- [What you are asked to do]: Copy the records from their start through the line containing "[(554, 387), (869, 539), (335, 434)]", inclusive, swapping "metal railing" for "iron railing" and leaving everything else unchanged.

"""

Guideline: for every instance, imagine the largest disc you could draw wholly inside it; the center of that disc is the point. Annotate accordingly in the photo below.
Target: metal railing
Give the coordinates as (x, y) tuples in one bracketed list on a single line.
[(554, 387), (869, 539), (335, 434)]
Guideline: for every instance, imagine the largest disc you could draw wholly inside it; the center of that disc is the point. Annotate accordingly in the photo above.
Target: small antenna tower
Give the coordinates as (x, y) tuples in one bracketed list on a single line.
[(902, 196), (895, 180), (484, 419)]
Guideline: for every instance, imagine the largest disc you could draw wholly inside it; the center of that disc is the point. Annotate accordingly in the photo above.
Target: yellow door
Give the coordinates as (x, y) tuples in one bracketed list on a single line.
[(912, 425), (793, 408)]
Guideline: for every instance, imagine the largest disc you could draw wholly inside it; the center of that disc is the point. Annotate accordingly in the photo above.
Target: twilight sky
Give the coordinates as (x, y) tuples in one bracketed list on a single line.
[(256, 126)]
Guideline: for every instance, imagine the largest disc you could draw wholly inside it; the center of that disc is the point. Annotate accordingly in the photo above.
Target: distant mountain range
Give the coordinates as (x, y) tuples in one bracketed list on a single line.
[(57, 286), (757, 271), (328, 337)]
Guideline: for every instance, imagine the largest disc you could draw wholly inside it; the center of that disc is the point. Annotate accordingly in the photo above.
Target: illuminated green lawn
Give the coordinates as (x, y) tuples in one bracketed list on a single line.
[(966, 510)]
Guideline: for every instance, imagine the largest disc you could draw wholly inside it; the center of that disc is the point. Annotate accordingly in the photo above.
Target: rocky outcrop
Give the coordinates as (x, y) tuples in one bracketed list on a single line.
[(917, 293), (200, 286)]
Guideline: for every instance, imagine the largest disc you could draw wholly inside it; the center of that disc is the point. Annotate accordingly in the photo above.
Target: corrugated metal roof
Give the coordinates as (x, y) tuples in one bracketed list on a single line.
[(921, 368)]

"""

- [Response to this task]:
Guideline: for every instance, imagine the largest disc you could draw wholly inside it; the center of that disc is the point. Annotate accordingly in the photo below.
Target: iron railing
Give the coordinates as (x, y) tuples in one bracketed list on a single line.
[(554, 387), (869, 539), (335, 434)]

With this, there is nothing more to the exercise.